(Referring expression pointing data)
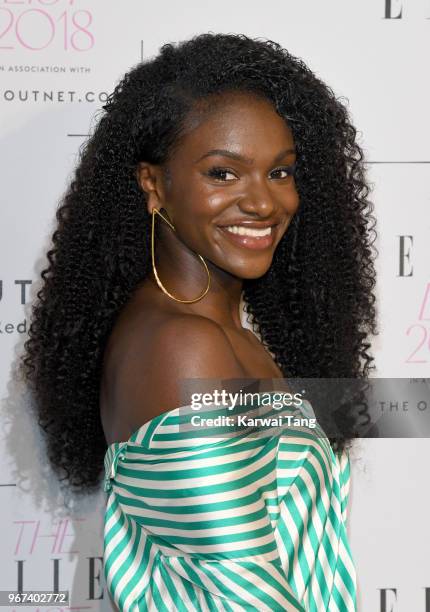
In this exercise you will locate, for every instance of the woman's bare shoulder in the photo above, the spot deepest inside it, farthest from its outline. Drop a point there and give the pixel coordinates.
(151, 356)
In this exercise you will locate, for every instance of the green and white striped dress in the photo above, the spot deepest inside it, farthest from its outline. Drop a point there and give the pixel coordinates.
(213, 520)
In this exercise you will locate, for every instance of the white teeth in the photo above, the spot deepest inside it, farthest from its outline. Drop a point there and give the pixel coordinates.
(249, 231)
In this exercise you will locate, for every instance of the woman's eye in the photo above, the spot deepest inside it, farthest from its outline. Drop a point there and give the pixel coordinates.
(221, 174)
(284, 171)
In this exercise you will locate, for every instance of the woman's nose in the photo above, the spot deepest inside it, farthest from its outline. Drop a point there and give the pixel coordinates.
(258, 199)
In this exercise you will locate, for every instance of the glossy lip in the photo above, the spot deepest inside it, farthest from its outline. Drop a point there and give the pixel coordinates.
(250, 242)
(255, 224)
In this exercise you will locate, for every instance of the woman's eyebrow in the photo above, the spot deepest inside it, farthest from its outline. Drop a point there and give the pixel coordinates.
(238, 157)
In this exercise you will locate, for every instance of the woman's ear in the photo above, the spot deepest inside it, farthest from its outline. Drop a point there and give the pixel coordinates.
(149, 179)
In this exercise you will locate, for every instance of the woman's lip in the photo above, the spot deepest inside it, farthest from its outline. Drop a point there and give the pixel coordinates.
(250, 242)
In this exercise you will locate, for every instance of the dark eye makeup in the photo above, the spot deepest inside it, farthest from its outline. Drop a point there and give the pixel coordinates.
(219, 172)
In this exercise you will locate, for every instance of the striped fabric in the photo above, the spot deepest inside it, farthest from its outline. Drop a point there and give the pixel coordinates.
(227, 521)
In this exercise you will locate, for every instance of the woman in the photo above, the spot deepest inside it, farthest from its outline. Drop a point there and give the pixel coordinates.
(221, 170)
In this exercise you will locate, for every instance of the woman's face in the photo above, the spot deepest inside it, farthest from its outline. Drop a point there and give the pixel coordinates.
(230, 191)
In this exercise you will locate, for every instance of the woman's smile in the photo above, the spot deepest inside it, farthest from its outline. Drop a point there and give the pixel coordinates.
(231, 192)
(250, 235)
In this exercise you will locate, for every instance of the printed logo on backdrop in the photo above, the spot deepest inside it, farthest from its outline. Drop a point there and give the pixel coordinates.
(65, 29)
(394, 9)
(419, 331)
(56, 25)
(388, 600)
(19, 291)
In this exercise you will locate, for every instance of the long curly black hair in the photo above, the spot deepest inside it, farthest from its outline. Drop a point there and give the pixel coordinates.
(315, 307)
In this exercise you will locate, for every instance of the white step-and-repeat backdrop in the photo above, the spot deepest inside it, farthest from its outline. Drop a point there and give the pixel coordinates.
(58, 61)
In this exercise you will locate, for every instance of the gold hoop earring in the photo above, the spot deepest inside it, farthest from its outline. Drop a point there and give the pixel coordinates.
(159, 283)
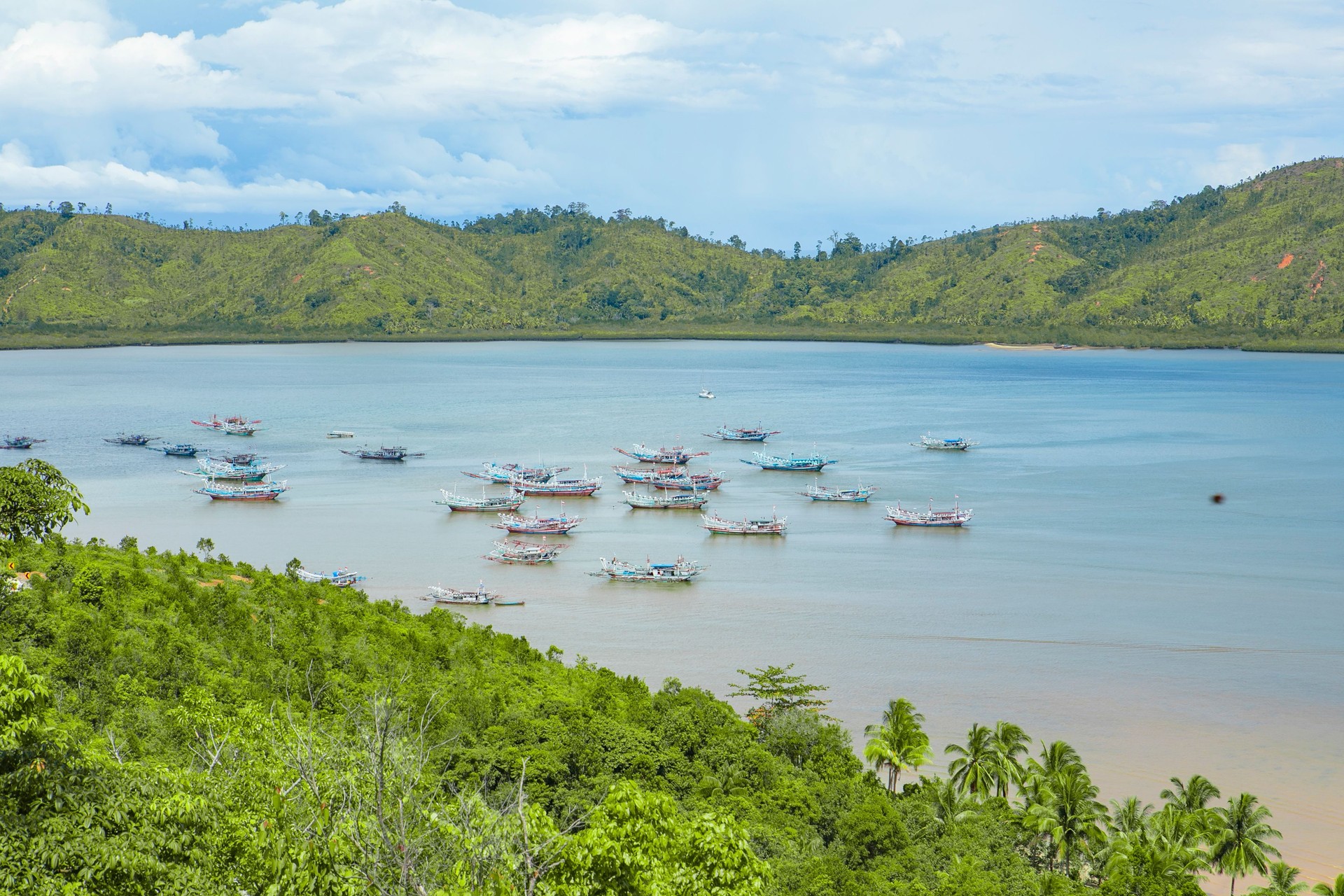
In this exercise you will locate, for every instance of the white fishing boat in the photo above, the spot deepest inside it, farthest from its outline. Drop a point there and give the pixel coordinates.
(942, 445)
(930, 517)
(616, 570)
(720, 526)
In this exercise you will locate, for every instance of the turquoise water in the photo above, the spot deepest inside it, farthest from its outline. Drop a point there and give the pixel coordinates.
(1098, 597)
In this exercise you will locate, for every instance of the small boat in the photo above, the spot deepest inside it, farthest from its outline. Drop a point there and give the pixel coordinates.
(502, 473)
(454, 501)
(827, 493)
(718, 526)
(235, 425)
(942, 445)
(616, 570)
(930, 517)
(521, 551)
(476, 597)
(394, 453)
(812, 463)
(559, 488)
(175, 450)
(245, 492)
(19, 442)
(742, 434)
(537, 524)
(692, 501)
(675, 454)
(340, 578)
(214, 468)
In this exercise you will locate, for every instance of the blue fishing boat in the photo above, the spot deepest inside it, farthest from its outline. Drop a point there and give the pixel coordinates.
(811, 463)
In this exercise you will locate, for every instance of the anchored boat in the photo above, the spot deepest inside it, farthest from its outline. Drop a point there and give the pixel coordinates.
(394, 453)
(340, 578)
(235, 425)
(175, 450)
(942, 445)
(245, 492)
(675, 454)
(742, 434)
(655, 501)
(812, 463)
(19, 442)
(502, 473)
(718, 526)
(558, 488)
(537, 524)
(616, 570)
(825, 493)
(527, 552)
(454, 501)
(930, 517)
(476, 597)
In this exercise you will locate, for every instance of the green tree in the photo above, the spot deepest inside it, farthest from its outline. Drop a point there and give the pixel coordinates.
(898, 742)
(36, 500)
(976, 763)
(777, 692)
(1240, 839)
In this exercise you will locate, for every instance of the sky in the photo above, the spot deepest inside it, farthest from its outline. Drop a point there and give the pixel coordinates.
(772, 120)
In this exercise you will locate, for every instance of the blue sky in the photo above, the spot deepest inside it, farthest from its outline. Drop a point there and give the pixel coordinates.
(777, 121)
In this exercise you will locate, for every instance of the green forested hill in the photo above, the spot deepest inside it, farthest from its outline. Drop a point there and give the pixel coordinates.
(1252, 265)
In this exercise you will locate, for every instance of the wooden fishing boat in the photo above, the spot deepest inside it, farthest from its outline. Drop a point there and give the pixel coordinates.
(502, 473)
(394, 453)
(675, 454)
(930, 517)
(827, 493)
(254, 470)
(476, 597)
(340, 578)
(537, 524)
(556, 488)
(676, 480)
(616, 570)
(718, 526)
(245, 492)
(811, 463)
(235, 425)
(527, 552)
(487, 503)
(742, 434)
(692, 501)
(175, 450)
(20, 442)
(942, 445)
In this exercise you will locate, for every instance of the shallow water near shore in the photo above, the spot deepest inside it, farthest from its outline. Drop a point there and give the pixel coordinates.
(1098, 597)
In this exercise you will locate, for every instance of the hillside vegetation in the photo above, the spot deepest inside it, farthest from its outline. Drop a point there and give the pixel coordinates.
(1253, 265)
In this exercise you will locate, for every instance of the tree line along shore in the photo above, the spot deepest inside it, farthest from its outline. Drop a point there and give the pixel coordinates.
(192, 724)
(1247, 266)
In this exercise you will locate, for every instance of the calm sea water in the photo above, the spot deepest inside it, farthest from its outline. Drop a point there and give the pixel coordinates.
(1100, 596)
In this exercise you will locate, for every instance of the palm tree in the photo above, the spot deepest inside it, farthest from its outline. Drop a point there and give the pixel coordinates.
(898, 741)
(1282, 881)
(1326, 890)
(1240, 839)
(1068, 812)
(974, 769)
(1009, 742)
(951, 805)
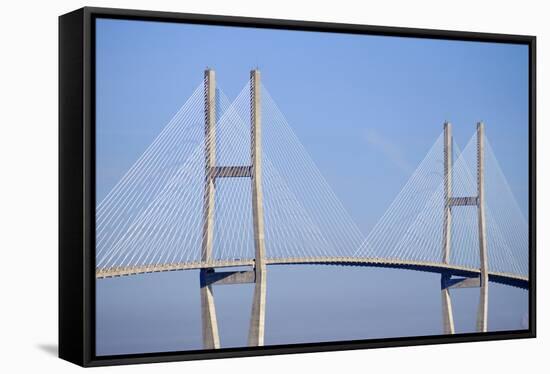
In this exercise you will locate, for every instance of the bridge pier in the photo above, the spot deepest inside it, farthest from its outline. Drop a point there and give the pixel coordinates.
(209, 277)
(479, 201)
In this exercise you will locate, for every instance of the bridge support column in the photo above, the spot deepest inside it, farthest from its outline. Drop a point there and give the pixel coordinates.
(446, 302)
(479, 201)
(257, 317)
(209, 277)
(482, 232)
(210, 334)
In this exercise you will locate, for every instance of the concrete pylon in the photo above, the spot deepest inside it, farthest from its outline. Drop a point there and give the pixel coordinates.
(257, 317)
(446, 302)
(208, 276)
(210, 334)
(478, 201)
(482, 231)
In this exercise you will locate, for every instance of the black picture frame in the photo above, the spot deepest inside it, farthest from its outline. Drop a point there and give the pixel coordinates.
(77, 185)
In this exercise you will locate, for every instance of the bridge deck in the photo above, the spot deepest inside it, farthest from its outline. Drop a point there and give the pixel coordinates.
(432, 267)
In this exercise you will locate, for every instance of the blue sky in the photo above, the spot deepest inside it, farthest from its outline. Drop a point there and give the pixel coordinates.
(367, 108)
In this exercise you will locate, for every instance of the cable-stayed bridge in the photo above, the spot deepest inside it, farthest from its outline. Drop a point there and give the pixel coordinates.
(228, 184)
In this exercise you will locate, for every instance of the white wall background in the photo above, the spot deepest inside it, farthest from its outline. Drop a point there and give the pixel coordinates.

## [WORK INSTRUCTIONS]
Each line from the one that contains "the bridge deck" through the end of the records must be repeated exactly. No other line belongs in the answer.

## [RESULT OF THE EXERCISE]
In this exercise you will locate, for every instance of the bridge deck in the photo above, the spot deepest inside it, farthest from its outline. Drop a point there and give the pixel coordinates.
(432, 267)
In this exercise you will locate, for every instance of the blue sky in the photo above, the spot deepest inside it, farthest from its outline. Drop a point there and give the pixel coordinates.
(367, 108)
In this exercise you will locate, for every instance of the cable-stayed bridge in the photo above, the spot deepest inside it, farthest from its outline. Drop a point there and give the pixel coordinates.
(228, 184)
In this exercise you will locate, for every instance of the white wall background in the photo above, the spot deepest inside it, farthest from its outline. Drop a point there and give the pixel coordinates.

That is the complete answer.